Der ist in den (mittels Fotostativ höhergelegten  #6 , man wird alt (und fett und unbeweglich))  Trangiawindschutz gebastelt. Dazu Duossaltöpfe und ne beschichtete Pfanne. Besser geht nicht.
Und für 1 person hätte die Kaffeemaschine auch in der 9. oder 12-Tassen-Espresso version ausgereicht. Ist aber echt geschmeidig, morgens son Frischgebrühter.

Heizung
Coleman Model 518E
ist schliesslich kalt um diese Jahreszeit, kennt Ihr sicher, wart ja auch mal Jung 
Dem kann ich nix hinzufügen. Wir haben 30cm schnee und -12 grad...

Sherpa
suche ich noch. Bewerbungen bitte mit Foto per PM. Schlank Dunkelhaarig und Grossbusig bevorzugt...

▸ **Bereitgestellte Daten**
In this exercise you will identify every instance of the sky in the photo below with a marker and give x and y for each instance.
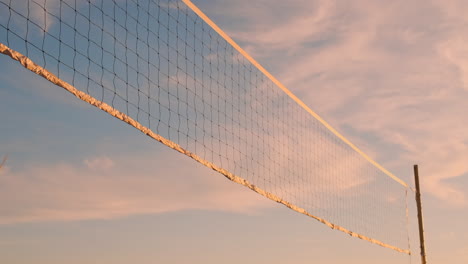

▸ **Ziel der Übung**
Schreiben Sie aus dem Lesetext den Abschnitt unverändert ab, der mit den Worten „Der ist in den“ einsetzt und mit „morgens son Frischgebrühter.“ schließt.

▸ **Endgültige Antwort**
Der ist in den (mittels Fotostativ höhergelegten  #6 , man wird alt (und fett und unbeweglich))  Trangiawindschutz gebastelt. Dazu Duossaltöpfe und ne beschichtete Pfanne. Besser geht nicht.
Und für 1 person hätte die Kaffeemaschine auch in der 9. oder 12-Tassen-Espresso version ausgereicht. Ist aber echt geschmeidig, morgens son Frischgebrühter.